*** MATERIAL SUPPLIED

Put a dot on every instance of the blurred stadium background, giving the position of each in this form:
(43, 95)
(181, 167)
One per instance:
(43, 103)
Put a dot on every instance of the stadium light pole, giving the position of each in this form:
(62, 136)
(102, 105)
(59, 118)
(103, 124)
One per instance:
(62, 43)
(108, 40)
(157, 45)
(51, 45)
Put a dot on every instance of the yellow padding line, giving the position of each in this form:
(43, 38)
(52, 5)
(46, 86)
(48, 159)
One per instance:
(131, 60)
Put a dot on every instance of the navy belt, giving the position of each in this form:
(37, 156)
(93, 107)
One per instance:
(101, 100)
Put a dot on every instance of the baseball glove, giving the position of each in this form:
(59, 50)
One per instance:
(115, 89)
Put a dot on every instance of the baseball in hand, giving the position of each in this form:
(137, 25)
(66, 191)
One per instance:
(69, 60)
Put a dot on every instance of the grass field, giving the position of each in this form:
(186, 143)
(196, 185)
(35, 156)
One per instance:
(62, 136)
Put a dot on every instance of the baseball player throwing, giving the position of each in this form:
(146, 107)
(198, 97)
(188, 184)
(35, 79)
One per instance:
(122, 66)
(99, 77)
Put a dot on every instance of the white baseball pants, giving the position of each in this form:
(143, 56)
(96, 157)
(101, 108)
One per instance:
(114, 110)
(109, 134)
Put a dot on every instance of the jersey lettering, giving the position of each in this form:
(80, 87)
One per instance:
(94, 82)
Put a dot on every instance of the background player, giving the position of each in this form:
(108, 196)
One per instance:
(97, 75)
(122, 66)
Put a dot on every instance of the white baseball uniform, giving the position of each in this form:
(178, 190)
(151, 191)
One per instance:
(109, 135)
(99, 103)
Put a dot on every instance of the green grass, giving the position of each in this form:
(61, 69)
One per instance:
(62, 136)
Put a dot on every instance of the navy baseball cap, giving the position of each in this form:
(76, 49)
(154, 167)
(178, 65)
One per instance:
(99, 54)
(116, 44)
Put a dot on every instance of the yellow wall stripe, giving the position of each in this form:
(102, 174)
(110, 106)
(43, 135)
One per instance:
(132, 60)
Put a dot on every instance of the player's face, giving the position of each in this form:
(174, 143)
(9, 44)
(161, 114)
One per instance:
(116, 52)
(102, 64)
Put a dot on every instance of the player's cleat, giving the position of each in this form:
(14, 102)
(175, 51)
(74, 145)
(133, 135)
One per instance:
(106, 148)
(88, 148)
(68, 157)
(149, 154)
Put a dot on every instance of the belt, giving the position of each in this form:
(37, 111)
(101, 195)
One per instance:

******

Copy the entries exactly as they appear.

-- RESPONSE TO THIS EXERCISE --
Put a dot on every instance of the blurred stadium background, giving the position of each in this form:
(43, 95)
(181, 167)
One per instance:
(43, 103)
Put a dot on every instance of the stadium light pole, giving the position of each in this form:
(62, 136)
(102, 105)
(59, 118)
(103, 124)
One per instance:
(62, 43)
(108, 40)
(157, 45)
(51, 45)
Put a dot on every instance of the yellow padding line, giving the position of each in this form:
(43, 38)
(52, 5)
(46, 86)
(48, 159)
One per instance:
(131, 60)
Put a dot on every instance of the navy belt, giving the position of each in this form:
(37, 156)
(93, 107)
One per instance:
(101, 100)
Put a dot on every instance of the baseball glove, giving the position of each in this form:
(59, 50)
One per instance:
(115, 89)
Put a dot on every instance of the baseball in hand, giving the position of each in this form:
(137, 25)
(66, 191)
One per instance:
(69, 60)
Put a dot on every instance of the grass field, giving the position of each in this form:
(186, 143)
(196, 185)
(35, 156)
One per instance:
(62, 136)
Put a dot on every instance of the baseball player throwing, giving the position of each in this form:
(146, 107)
(198, 97)
(188, 184)
(35, 79)
One per instance:
(122, 66)
(99, 77)
Put a dot on every instance of the white baseball pants, giving the position of each in this form:
(143, 56)
(96, 157)
(101, 108)
One per instance:
(114, 110)
(109, 134)
Put a dot on every instance of the jersey lettering, giving the position of each in this form:
(80, 87)
One per instance:
(94, 82)
Put a dot on every instance of the background player, giving the position of each in this form:
(108, 196)
One per instance:
(97, 75)
(122, 66)
Put a dot on every instance of the white baseball uniform, giving the position of each in this form:
(178, 190)
(151, 191)
One per instance:
(109, 135)
(99, 103)
Put a dot on every instance of the green grass, giving the position of each in this form:
(61, 69)
One per instance:
(62, 136)
Put a dot on every instance of the navy baseball cap, giving the position of each in this form:
(76, 49)
(154, 167)
(178, 65)
One per instance:
(99, 54)
(116, 44)
Put a dot on every instance of the yellow wall stripe, giving the position of each in this form:
(102, 174)
(110, 106)
(43, 135)
One per instance:
(132, 60)
Put a dot on every instance of the player's face, giving the position of each in this form:
(174, 143)
(9, 44)
(161, 114)
One per instance:
(116, 52)
(102, 64)
Put a dot on every instance of the player's cleat, giving the position of each in this form:
(14, 102)
(175, 51)
(74, 145)
(133, 135)
One per instance:
(106, 148)
(88, 148)
(68, 157)
(149, 154)
Put a dot on every instance of the belt, giving the position of each in this form:
(37, 111)
(101, 195)
One per instance:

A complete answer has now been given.